## Challenge:
Recast the entries below as a Markdown table with the columns Row and Entry Line, giving each line its own numbered row and omitting any blank lines.

Dataset entries
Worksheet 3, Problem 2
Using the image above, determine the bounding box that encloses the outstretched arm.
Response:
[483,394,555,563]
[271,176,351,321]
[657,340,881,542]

## Finished task:
| Row | Entry Line |
|---|---|
| 1 | Worksheet 3, Problem 2 |
| 2 | Using the image above, determine the bounding box that encloses the outstretched arm. |
| 3 | Response: |
| 4 | [483,394,555,563] |
| 5 | [271,176,351,321] |
| 6 | [657,340,881,542] |